Robot fails to complete Japanese nuke plant mission
A robot and a drone have failed to complete their respective missions to inspect and measure contamination levels in Japan's hard-hit Fukushima nuclear plant which was damaged by a devastating tsunami in March.
Three months later, Tokyo Electric Power Co. is still trying to cool down three molten reactor cores and end the radiation leaks.
The job is expected to take several more months, and is made even more complex by massive amounts of radioactive water that could soon leak into the sea.
The first robot - developed by Chiba Institute of Technology for nuclear and biological disaster relief activity - was sent deep into the Unit 2 reactor building to set-up a measuring gauge for testing contaminated water in the basement of the building.
The job, clearly too dangerous for a human being, was obviously too complex for the robot, who got stuck in a staircase landing. A TEPCO spokesperson said the cable that was supposed to drop the gauge also malfunctioned.
The second, a T-Hawk drone helicopter made by Honeywell, malfunctioned on a radiation sampling flight when its engine malfunctioned - forcing it to make an emergency landing on the roof of Unit 2. It’s currently unknown what caused the malfunction.
TEPCO and the Japanese government say they hope to achieve a "cold" shutdown of the reactors by January as core temperatures drop below 212 Fahrenheit.
Workers slowly cooling the temperature of the reactors by pumping fresh water into the plant. So far, over 110,000 tons of water now contaminated by radiation has been accumulated within the plant, which could overflow by early July unless the water treatment system is restored.
Director of the government’s nuclear crisis task force, Goshi Hosono, says getting the water treatment system is key to containing the problem and ultimately cooling the plant down.

→ AVAILABLE DATA:
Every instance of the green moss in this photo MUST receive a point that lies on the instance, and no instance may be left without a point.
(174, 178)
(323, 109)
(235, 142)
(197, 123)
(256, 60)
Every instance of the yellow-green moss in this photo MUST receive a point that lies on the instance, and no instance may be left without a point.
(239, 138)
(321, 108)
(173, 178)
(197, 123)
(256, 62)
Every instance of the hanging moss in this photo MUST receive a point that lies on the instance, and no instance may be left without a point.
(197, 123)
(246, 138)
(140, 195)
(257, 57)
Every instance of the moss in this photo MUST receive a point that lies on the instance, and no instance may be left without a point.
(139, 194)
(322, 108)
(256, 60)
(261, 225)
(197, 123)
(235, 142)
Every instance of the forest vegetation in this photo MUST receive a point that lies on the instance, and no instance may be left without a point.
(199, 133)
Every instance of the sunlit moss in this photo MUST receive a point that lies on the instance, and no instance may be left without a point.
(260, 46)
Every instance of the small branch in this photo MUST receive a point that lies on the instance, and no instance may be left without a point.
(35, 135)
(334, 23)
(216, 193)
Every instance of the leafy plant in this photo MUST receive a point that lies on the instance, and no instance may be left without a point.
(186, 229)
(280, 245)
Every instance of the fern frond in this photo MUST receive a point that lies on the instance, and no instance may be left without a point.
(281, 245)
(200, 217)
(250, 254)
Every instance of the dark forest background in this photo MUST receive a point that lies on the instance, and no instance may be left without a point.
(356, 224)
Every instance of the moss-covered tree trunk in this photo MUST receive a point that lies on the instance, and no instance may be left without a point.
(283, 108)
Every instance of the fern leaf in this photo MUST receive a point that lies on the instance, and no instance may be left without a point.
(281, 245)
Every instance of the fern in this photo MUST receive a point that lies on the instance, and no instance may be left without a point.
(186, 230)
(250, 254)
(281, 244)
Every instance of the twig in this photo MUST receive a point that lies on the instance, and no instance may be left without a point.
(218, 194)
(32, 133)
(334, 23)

→ INSTRUCTIONS FOR THE TASK: From the Fukushima robot article, pull out everything from "Robot fails to" down to "tsunami in March.", copied word for word.

→ WRITTEN ANSWER:
Robot fails to complete Japanese nuke plant mission
A robot and a drone have failed to complete their respective missions to inspect and measure contamination levels in Japan's hard-hit Fukushima nuclear plant which was damaged by a devastating tsunami in March.